■ Source

NEW TECHNOLOGY AND OPENING UP ANWR -
THE KEYS TO RESOLVING THE US OIL SUPPLY-DEMAND IMBALANCE?
1. Caveat
When we move from working with factual data to expressing opinions based on extrapolation of these data we must acknowledge the likelihood of bias in those opinions. When we extrapolate we use our experience and our training. Extrapolations from the same set of geotechnical data made by an engineer and by a geologist are likely to differ, perhaps substantially. As a mathematician-turned-petroleum-engineer I accept that the opinions I express and the conclusions I draw from a review of the ways in which technology influences the success of oil production operations may be very different from those of my former geological colleagues.
When assessing the potential of an oil discovery it is common for geologists and engineers to have quite different views. Geologists regard finding new oil fields as the ultimate challenge; they are optimists by nature and are keen to emphasize that they have been successful in spite of earlier failures in the same area or general opinion that they were looking in the wrong place. Engineers inherit a possibly optimistic assessment of the new discovery and are then expected to deliver the promised volumes in spite of initially unapparent technical problems. Engineers tend to more cautious than the flamboyant explorers. Responsibility for obtaining a worthwhile return on the huge financial outlays required for field development remain with them long after the geologists have celebrated a new discovery and have moved on to seek further new fields.
2. The US Oil Supply-Demand Situation
It is unlikely that the long existing and growing imbalance between oil production and usage in the US can continue indefinitely. Other writers have discussed the technical feasibility of non-US sources being able to provide an import stream which will increase from its current level of 11 mmbd (millions of barrels per day) to a likely 18 mmbd or more by 2040 in the absence of a transformed domestic supply. The latter figure may well be conservative since it is based on the assumption that overall demand can be constrained to the present level. Even if world oil production could theoretically provide this volume of oil to the US there must be great doubts about whether political considerations would permit delivery given the confidently predicted increase in demand from the remainder of the world and doubts about the ability of the US economy to meet the colossal cost of such an import program.

■ Material
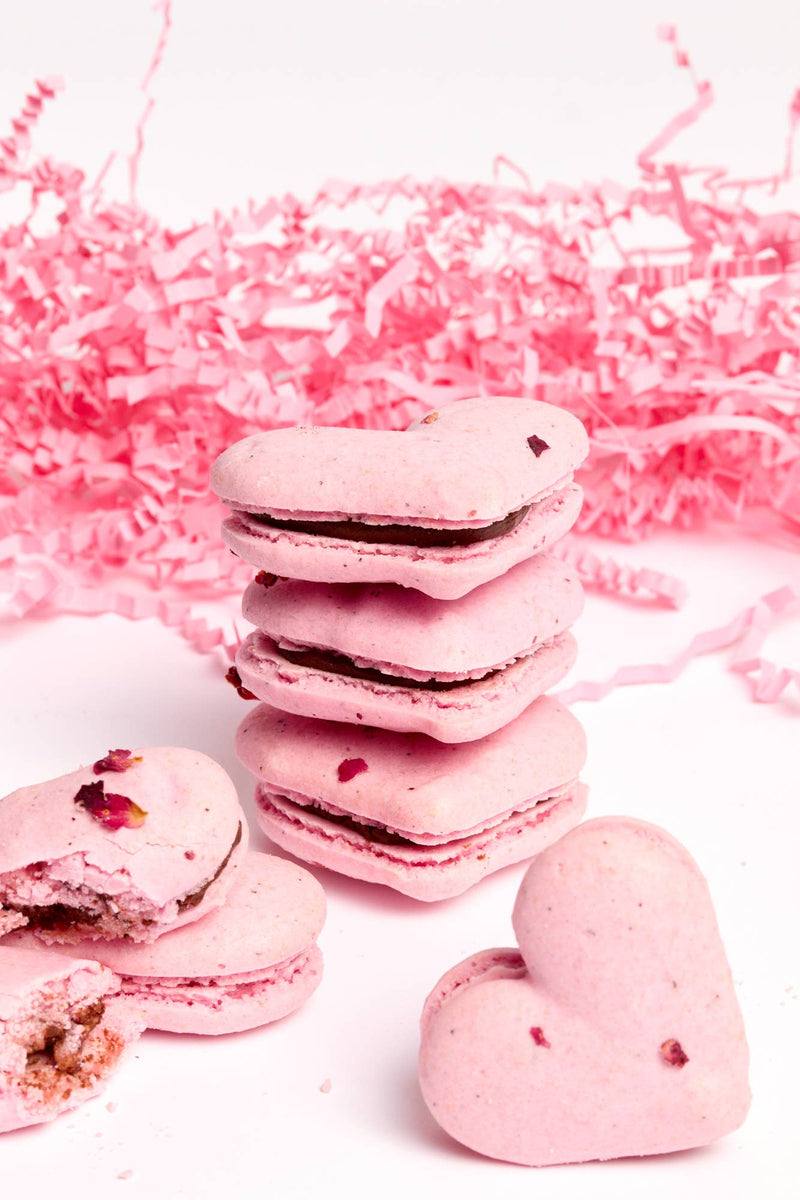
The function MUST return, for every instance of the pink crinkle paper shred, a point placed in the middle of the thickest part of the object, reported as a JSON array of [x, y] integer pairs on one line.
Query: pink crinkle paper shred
[[131, 354]]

■ Written request
Reproduce the passage of the text on the US oil supply-demand imbalance above, from "NEW TECHNOLOGY AND" to "former geological colleagues.".

■ Finished exercise
NEW TECHNOLOGY AND OPENING UP ANWR -
THE KEYS TO RESOLVING THE US OIL SUPPLY-DEMAND IMBALANCE?
1. Caveat
When we move from working with factual data to expressing opinions based on extrapolation of these data we must acknowledge the likelihood of bias in those opinions. When we extrapolate we use our experience and our training. Extrapolations from the same set of geotechnical data made by an engineer and by a geologist are likely to differ, perhaps substantially. As a mathematician-turned-petroleum-engineer I accept that the opinions I express and the conclusions I draw from a review of the ways in which technology influences the success of oil production operations may be very different from those of my former geological colleagues.